What is expected:
Continue the article on deaths of despair among middle-aged Americans, starting right after its last sentence.

Despair is Killing More Middle-Aged Black and Native Americans

by Denis Storey
May 30, 2024 at 11:28 AM UTC

Researchers report that middle-aged Black and Native Americans experience much higher mortality rates from deaths of despair.

Clinical relevance: In 2022, middle-aged Black Americans had higher mortality rates from deaths of despair than white Americans, with Native Americans suffering the highest rates.

  • The study challenges previous findings that white Americans had the highest deaths of despair, revealing that Native Americans have consistently faced higher rates.
  • Deaths of despair among Black Americans tripled from 2013 to 2022, while Native Americans experienced the highest rates of suicide, drug overdose, and alcoholic liver disease.
  • Researchers emphasize the need for improved access to mental health care and substance use treatment, particularly in communities of color, to address these disparities.

UCLA Health researchers have unearthed an unsettling trend: In 2022, middle-aged Black Americans experienced higher mortality rates from “despair” than their white counterparts. Native Americans endured the worst. They suffered more than double the rate of these deaths compared to both Black and white Americans.

The authors, who published their findings in JAMA Psychiatry, classify these deaths of despair as those that include suicide, drug overdose, and alcoholic liver disease.

Rewriting the Narrative?

This new research challenges the nearly decade-old conventional wisdom that White Americans had cornered the market on these deaths.

The concept of “deaths of despair” emerged from a 2015 study that focused on growing  U.S. mid-life mortality and falling life expectancy rates from 1999 to 2013. In short, that paper argued that white Americans had the highest mortality rates from these causes, at 72.15 per 100,000 people in 2013 – double the rate of Black Americans. It also sparked heated debate about the stress bearing down on less-educated white Americans struggling with their dwindling economic and social status.

However, the 2015 study and its multiple follow-ups excluded data on Native Americans.

This UCLA Health study bridges that gap, revealing that Native Americans have consistently endured higher midlife deaths of despair all along.

Methodology

In this new paper, UCLA Health researchers mined public records from the U.S. Centers for Disease Control and Prevention (CDC) to break down the rates of deaths of despair among white, Black, and Native Americans aged between 45 and 54 through 2022.

What they found is unsettling:

  • The rate of deaths of despair among Black Americans reached 103.81 per 100,000, surging past the white American rate of 102.63 per 100,000.

Information:
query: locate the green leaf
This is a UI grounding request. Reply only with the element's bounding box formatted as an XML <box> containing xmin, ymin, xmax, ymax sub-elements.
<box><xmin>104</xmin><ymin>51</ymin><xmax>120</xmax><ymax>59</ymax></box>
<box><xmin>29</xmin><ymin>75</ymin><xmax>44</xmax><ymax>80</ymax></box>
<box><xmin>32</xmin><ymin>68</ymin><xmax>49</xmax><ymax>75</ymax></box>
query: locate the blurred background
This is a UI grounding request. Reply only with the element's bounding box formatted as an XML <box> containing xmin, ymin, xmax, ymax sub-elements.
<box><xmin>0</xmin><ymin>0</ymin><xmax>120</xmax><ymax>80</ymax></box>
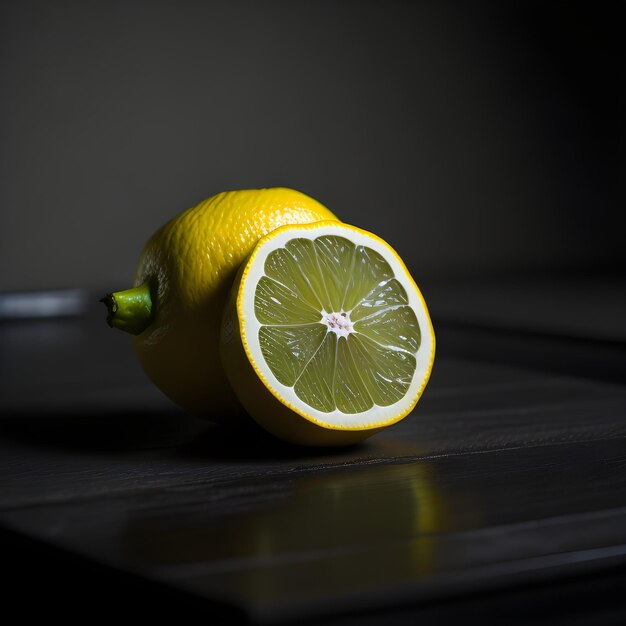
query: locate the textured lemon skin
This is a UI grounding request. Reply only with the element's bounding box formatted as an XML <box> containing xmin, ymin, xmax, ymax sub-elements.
<box><xmin>133</xmin><ymin>187</ymin><xmax>337</xmax><ymax>421</ymax></box>
<box><xmin>220</xmin><ymin>220</ymin><xmax>436</xmax><ymax>446</ymax></box>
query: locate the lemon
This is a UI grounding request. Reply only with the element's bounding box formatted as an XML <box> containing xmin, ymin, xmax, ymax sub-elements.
<box><xmin>220</xmin><ymin>221</ymin><xmax>435</xmax><ymax>445</ymax></box>
<box><xmin>103</xmin><ymin>188</ymin><xmax>336</xmax><ymax>421</ymax></box>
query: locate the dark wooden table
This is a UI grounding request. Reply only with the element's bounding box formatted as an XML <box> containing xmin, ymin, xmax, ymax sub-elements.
<box><xmin>0</xmin><ymin>274</ymin><xmax>626</xmax><ymax>625</ymax></box>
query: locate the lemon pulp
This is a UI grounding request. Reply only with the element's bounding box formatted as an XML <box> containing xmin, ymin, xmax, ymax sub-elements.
<box><xmin>221</xmin><ymin>221</ymin><xmax>435</xmax><ymax>445</ymax></box>
<box><xmin>254</xmin><ymin>235</ymin><xmax>420</xmax><ymax>414</ymax></box>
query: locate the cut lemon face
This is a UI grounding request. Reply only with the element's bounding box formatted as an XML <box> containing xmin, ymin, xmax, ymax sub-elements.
<box><xmin>221</xmin><ymin>221</ymin><xmax>435</xmax><ymax>445</ymax></box>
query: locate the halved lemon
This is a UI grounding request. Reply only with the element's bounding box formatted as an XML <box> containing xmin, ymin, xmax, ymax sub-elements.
<box><xmin>220</xmin><ymin>221</ymin><xmax>435</xmax><ymax>445</ymax></box>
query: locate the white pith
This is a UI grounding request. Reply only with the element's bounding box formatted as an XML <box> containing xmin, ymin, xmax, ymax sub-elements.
<box><xmin>239</xmin><ymin>223</ymin><xmax>434</xmax><ymax>429</ymax></box>
<box><xmin>320</xmin><ymin>309</ymin><xmax>354</xmax><ymax>337</ymax></box>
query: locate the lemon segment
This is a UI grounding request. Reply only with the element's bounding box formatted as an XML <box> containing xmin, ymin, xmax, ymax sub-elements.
<box><xmin>221</xmin><ymin>221</ymin><xmax>435</xmax><ymax>445</ymax></box>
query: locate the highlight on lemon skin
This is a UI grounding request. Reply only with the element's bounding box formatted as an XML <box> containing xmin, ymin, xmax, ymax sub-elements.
<box><xmin>221</xmin><ymin>221</ymin><xmax>435</xmax><ymax>445</ymax></box>
<box><xmin>97</xmin><ymin>187</ymin><xmax>337</xmax><ymax>422</ymax></box>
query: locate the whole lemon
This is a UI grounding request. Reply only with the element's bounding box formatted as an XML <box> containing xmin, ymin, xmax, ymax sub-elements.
<box><xmin>103</xmin><ymin>187</ymin><xmax>337</xmax><ymax>421</ymax></box>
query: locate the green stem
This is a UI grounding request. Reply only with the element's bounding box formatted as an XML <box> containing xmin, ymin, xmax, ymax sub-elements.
<box><xmin>100</xmin><ymin>282</ymin><xmax>153</xmax><ymax>335</ymax></box>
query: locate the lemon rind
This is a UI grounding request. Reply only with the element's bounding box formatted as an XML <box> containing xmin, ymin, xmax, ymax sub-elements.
<box><xmin>236</xmin><ymin>220</ymin><xmax>436</xmax><ymax>431</ymax></box>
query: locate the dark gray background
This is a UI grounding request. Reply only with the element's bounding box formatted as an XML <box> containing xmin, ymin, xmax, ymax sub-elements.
<box><xmin>0</xmin><ymin>0</ymin><xmax>626</xmax><ymax>290</ymax></box>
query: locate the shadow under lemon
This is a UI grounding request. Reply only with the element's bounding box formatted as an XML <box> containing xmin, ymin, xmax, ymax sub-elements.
<box><xmin>122</xmin><ymin>463</ymin><xmax>448</xmax><ymax>601</ymax></box>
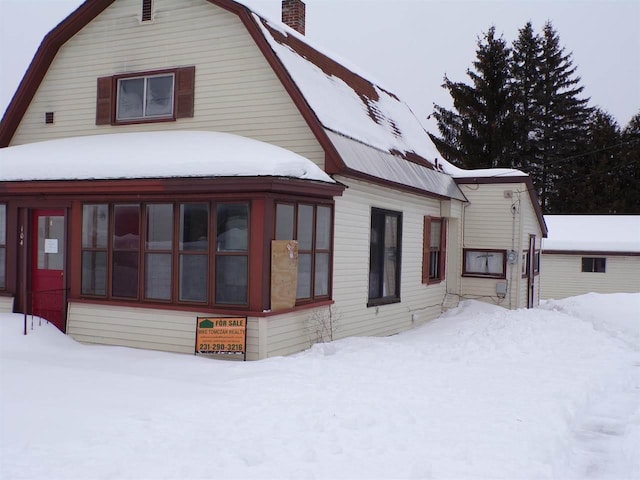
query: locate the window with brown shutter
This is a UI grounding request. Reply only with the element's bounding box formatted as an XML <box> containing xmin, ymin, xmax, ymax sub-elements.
<box><xmin>141</xmin><ymin>0</ymin><xmax>153</xmax><ymax>22</ymax></box>
<box><xmin>96</xmin><ymin>67</ymin><xmax>195</xmax><ymax>125</ymax></box>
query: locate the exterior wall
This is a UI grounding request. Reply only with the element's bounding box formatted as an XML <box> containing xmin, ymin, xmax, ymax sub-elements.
<box><xmin>0</xmin><ymin>296</ymin><xmax>13</xmax><ymax>313</ymax></box>
<box><xmin>11</xmin><ymin>0</ymin><xmax>324</xmax><ymax>167</ymax></box>
<box><xmin>460</xmin><ymin>183</ymin><xmax>542</xmax><ymax>308</ymax></box>
<box><xmin>333</xmin><ymin>177</ymin><xmax>455</xmax><ymax>338</ymax></box>
<box><xmin>540</xmin><ymin>252</ymin><xmax>640</xmax><ymax>299</ymax></box>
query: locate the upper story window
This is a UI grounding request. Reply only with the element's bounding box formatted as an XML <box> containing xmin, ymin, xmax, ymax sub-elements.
<box><xmin>462</xmin><ymin>248</ymin><xmax>507</xmax><ymax>278</ymax></box>
<box><xmin>116</xmin><ymin>73</ymin><xmax>174</xmax><ymax>121</ymax></box>
<box><xmin>96</xmin><ymin>67</ymin><xmax>195</xmax><ymax>125</ymax></box>
<box><xmin>140</xmin><ymin>0</ymin><xmax>153</xmax><ymax>22</ymax></box>
<box><xmin>367</xmin><ymin>208</ymin><xmax>402</xmax><ymax>306</ymax></box>
<box><xmin>582</xmin><ymin>257</ymin><xmax>607</xmax><ymax>273</ymax></box>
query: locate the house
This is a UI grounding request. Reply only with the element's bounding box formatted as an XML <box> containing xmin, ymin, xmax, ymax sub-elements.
<box><xmin>541</xmin><ymin>215</ymin><xmax>640</xmax><ymax>299</ymax></box>
<box><xmin>0</xmin><ymin>0</ymin><xmax>546</xmax><ymax>359</ymax></box>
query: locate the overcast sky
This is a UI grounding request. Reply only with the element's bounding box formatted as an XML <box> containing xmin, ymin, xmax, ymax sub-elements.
<box><xmin>0</xmin><ymin>0</ymin><xmax>640</xmax><ymax>132</ymax></box>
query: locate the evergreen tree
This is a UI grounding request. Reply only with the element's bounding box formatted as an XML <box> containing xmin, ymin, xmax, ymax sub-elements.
<box><xmin>619</xmin><ymin>111</ymin><xmax>640</xmax><ymax>214</ymax></box>
<box><xmin>430</xmin><ymin>27</ymin><xmax>513</xmax><ymax>168</ymax></box>
<box><xmin>531</xmin><ymin>22</ymin><xmax>591</xmax><ymax>213</ymax></box>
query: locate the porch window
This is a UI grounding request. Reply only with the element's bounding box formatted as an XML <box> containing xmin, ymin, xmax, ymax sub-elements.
<box><xmin>422</xmin><ymin>217</ymin><xmax>446</xmax><ymax>284</ymax></box>
<box><xmin>582</xmin><ymin>257</ymin><xmax>607</xmax><ymax>273</ymax></box>
<box><xmin>367</xmin><ymin>208</ymin><xmax>402</xmax><ymax>306</ymax></box>
<box><xmin>275</xmin><ymin>203</ymin><xmax>332</xmax><ymax>302</ymax></box>
<box><xmin>462</xmin><ymin>249</ymin><xmax>506</xmax><ymax>278</ymax></box>
<box><xmin>0</xmin><ymin>204</ymin><xmax>7</xmax><ymax>290</ymax></box>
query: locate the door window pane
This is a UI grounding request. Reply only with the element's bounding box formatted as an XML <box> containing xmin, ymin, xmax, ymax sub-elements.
<box><xmin>216</xmin><ymin>203</ymin><xmax>249</xmax><ymax>252</ymax></box>
<box><xmin>144</xmin><ymin>253</ymin><xmax>171</xmax><ymax>300</ymax></box>
<box><xmin>38</xmin><ymin>216</ymin><xmax>64</xmax><ymax>270</ymax></box>
<box><xmin>179</xmin><ymin>255</ymin><xmax>209</xmax><ymax>302</ymax></box>
<box><xmin>216</xmin><ymin>255</ymin><xmax>247</xmax><ymax>304</ymax></box>
<box><xmin>82</xmin><ymin>251</ymin><xmax>107</xmax><ymax>296</ymax></box>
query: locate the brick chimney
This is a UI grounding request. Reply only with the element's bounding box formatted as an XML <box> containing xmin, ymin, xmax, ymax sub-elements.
<box><xmin>282</xmin><ymin>0</ymin><xmax>305</xmax><ymax>35</ymax></box>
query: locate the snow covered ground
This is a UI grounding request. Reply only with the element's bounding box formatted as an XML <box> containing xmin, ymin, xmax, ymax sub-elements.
<box><xmin>0</xmin><ymin>294</ymin><xmax>640</xmax><ymax>479</ymax></box>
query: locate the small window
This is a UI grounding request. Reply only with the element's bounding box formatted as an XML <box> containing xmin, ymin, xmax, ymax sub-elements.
<box><xmin>0</xmin><ymin>205</ymin><xmax>7</xmax><ymax>290</ymax></box>
<box><xmin>463</xmin><ymin>249</ymin><xmax>506</xmax><ymax>278</ymax></box>
<box><xmin>422</xmin><ymin>217</ymin><xmax>446</xmax><ymax>284</ymax></box>
<box><xmin>116</xmin><ymin>73</ymin><xmax>174</xmax><ymax>121</ymax></box>
<box><xmin>367</xmin><ymin>208</ymin><xmax>402</xmax><ymax>306</ymax></box>
<box><xmin>582</xmin><ymin>257</ymin><xmax>607</xmax><ymax>273</ymax></box>
<box><xmin>141</xmin><ymin>0</ymin><xmax>153</xmax><ymax>22</ymax></box>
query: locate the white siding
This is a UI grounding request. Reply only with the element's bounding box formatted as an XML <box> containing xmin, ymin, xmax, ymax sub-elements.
<box><xmin>540</xmin><ymin>253</ymin><xmax>640</xmax><ymax>299</ymax></box>
<box><xmin>11</xmin><ymin>0</ymin><xmax>324</xmax><ymax>167</ymax></box>
<box><xmin>333</xmin><ymin>178</ymin><xmax>456</xmax><ymax>338</ymax></box>
<box><xmin>0</xmin><ymin>296</ymin><xmax>13</xmax><ymax>313</ymax></box>
<box><xmin>67</xmin><ymin>302</ymin><xmax>268</xmax><ymax>359</ymax></box>
<box><xmin>460</xmin><ymin>183</ymin><xmax>542</xmax><ymax>308</ymax></box>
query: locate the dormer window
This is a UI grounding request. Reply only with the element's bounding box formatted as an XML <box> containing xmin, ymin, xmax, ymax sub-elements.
<box><xmin>140</xmin><ymin>0</ymin><xmax>153</xmax><ymax>22</ymax></box>
<box><xmin>116</xmin><ymin>73</ymin><xmax>174</xmax><ymax>121</ymax></box>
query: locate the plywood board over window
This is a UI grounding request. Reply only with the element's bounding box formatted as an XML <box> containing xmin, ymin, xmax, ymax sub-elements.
<box><xmin>271</xmin><ymin>240</ymin><xmax>298</xmax><ymax>311</ymax></box>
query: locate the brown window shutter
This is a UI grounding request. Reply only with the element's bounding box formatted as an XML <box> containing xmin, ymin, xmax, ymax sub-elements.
<box><xmin>96</xmin><ymin>77</ymin><xmax>113</xmax><ymax>125</ymax></box>
<box><xmin>176</xmin><ymin>67</ymin><xmax>196</xmax><ymax>118</ymax></box>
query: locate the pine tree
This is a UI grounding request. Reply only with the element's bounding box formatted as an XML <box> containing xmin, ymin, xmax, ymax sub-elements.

Exercise output:
  • For Black Americans, this rate tripled from 2013 to 2022, with a sudden uptick from 2015 onward.
  • Native American and Alaska Native populations endured the highest rate at 241.7 per 100,000 people in 2022.
  • The rate of deaths of despair for Native American/Alaska Native populations has consistently remained significantly higher than for white Americans from 1999 to 2022.
  • Native Americans also had the highest mortality rates from suicide, alcoholic liver disease, and drug overdose compared to Black and white Americans.

All of this isn’t to say that white Americans have emerged from this new research unscathed. Deaths of despair in this group jumped from 72.15 per 100,000 people in 2013 to 102.63 in 2022.

Addressing Racial Disparities

Study co-author Joseph Friedman, MD, at UCLA’s David Geffen School of Medicine, stressed the need to address the rising rates of premature mortality related to mental health and substance use disorders, especially in light of these notable racial and ethnic disparities.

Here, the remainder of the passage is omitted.